◆ PASSAGE PROVIDED
=== Section Start ===
For too long, women's health has been compartmentalized into reproductive health, breast cancer, heart health and bone health. Missing from the conversation has been a focus on the organ that regulates every part of a woman's body: the brain. That must end. Women's health is brain health, and brain health is the core of women's health.
Women make up nearly two-thirds of those diagnosed with Alzheimer's. Women are also far more likely to provide the unpaid care that keeps families and care systems from collapse. Yet women's brains remain largely under-studied, under-discussed and underprioritized in research, risk reduction and care.
Our three organizations — Alzheimer's Research UK, the Alzheimer's Association and the Women's Alzheimer's Movement at Cleveland Clinic — are here to sound the alarm: If policymakers around the world do not put women's brain health at the center of any discussion of global health, we will suffer consequences on a scale that will impact every family, community and economy in the world. And it is women who will disproportionally continue to absorb the devastating costs.
The numbers should stop us cold. The World Health Organization (WHO) estimates that dementia costs the global economy US$1.3 trillion today, a figure expected to rise to $2.8 trillion by 2030. In the UK alone, dementia is the leading cause of death for women and costs the country more than £42 billion a year — a figure set on course to more than double to roughly £90 billion by 2040.
The staggering costs related to dementia extend far beyond medical appointments and hospital care.
=== Section End ===
◆ MATERIAL SUPPLIED
=== Section Start ===
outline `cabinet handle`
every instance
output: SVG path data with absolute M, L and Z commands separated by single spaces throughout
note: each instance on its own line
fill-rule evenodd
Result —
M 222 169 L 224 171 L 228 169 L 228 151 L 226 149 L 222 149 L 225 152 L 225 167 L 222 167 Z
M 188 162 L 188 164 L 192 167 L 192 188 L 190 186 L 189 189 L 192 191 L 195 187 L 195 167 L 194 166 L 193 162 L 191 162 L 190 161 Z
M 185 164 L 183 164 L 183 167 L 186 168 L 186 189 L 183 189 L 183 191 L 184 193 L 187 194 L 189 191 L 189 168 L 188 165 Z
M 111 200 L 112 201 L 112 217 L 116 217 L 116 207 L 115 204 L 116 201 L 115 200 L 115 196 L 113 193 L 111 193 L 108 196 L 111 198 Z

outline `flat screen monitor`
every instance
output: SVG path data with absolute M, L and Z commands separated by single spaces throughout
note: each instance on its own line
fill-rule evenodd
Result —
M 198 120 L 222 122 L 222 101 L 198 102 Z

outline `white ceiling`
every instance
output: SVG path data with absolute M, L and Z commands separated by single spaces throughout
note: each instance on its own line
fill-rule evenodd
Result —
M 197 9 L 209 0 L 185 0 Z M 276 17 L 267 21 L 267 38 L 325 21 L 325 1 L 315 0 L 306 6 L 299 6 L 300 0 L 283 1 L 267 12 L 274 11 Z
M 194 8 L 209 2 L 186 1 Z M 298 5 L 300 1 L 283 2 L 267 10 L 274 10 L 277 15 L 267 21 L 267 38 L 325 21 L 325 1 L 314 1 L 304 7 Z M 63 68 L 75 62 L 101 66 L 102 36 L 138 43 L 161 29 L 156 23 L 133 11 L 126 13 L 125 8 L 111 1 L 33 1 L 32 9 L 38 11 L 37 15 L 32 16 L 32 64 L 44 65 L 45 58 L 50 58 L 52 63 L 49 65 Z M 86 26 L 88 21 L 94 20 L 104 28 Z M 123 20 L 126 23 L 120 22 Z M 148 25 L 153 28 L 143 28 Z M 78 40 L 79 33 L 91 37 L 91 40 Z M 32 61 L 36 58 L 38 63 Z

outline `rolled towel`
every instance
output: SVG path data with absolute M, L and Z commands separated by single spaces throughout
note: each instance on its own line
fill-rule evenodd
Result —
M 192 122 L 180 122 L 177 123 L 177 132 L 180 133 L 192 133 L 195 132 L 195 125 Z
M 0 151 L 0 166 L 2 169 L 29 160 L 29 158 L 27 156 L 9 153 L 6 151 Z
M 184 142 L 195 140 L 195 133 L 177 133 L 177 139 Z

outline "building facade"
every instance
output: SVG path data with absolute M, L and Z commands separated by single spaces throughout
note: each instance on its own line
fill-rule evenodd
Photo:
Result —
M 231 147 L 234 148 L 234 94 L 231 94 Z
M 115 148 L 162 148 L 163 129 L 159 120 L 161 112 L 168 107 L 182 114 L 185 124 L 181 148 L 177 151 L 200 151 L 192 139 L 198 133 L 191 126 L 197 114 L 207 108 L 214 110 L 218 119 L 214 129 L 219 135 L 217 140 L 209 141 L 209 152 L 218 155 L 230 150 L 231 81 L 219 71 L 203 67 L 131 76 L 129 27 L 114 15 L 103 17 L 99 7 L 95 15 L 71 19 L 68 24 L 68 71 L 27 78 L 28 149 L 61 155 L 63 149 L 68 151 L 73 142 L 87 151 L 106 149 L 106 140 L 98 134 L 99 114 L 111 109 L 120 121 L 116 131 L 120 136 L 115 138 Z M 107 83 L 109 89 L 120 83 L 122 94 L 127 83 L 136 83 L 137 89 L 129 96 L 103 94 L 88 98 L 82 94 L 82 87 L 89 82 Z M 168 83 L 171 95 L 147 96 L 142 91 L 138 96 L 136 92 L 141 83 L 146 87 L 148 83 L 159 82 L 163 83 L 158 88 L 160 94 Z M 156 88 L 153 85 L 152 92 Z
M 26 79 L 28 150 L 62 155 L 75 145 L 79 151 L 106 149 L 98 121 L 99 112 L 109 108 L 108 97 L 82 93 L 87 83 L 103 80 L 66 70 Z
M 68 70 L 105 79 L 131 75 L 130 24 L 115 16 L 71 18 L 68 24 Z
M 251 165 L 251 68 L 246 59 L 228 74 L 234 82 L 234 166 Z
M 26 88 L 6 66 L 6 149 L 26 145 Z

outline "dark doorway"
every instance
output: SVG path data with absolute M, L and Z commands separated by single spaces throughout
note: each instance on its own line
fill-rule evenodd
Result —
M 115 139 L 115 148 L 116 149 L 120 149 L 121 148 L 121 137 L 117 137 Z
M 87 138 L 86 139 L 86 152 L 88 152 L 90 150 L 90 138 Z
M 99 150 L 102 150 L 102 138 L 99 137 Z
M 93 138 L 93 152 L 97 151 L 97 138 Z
=== Section End ===
◆ WHAT YOU WILL DO
1. Revise the part of the passage on women's brain health that opens with the words containing "The numbers should" and closes with "and hospital care.", replacing "global economy" with "world economy".
2. According to the passage on women's brain health, what is the World Health Organization's estimate of what dementia costs the global economy today?

◆ TASK ANSWERS
1.
The numbers should stop us cold. The World Health Organization (WHO) estimates that dementia costs the world economy US$1.3 trillion today, a figure expected to rise to $2.8 trillion by 2030. In the UK alone, dementia is the leading cause of death for women and costs the country more than £42 billion a year — a figure set on course to more than double to roughly £90 billion by 2040.
The staggering costs related to dementia extend far beyond medical appointments and hospital care.

2. US$1.3 trillion.